**TASK PROMPT**
Look through the material that follows and show every line with the string "railway".

== SUPPLIED MATERIAL

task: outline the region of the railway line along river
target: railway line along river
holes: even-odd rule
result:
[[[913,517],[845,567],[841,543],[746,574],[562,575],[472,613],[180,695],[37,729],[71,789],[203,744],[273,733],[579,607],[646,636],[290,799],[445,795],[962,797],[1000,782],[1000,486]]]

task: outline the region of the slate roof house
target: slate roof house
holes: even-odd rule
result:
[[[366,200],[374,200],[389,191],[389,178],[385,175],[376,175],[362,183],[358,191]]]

====
== SUPPLIED MATERIAL

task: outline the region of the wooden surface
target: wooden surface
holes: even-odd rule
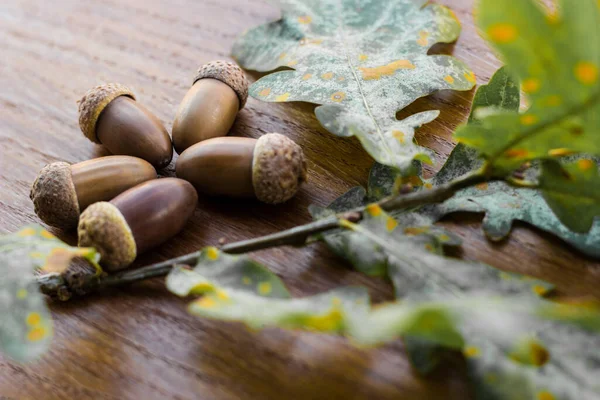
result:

====

**EXERCISE SOLUTION**
task: outline the region of the railway line along river
target: railway line along river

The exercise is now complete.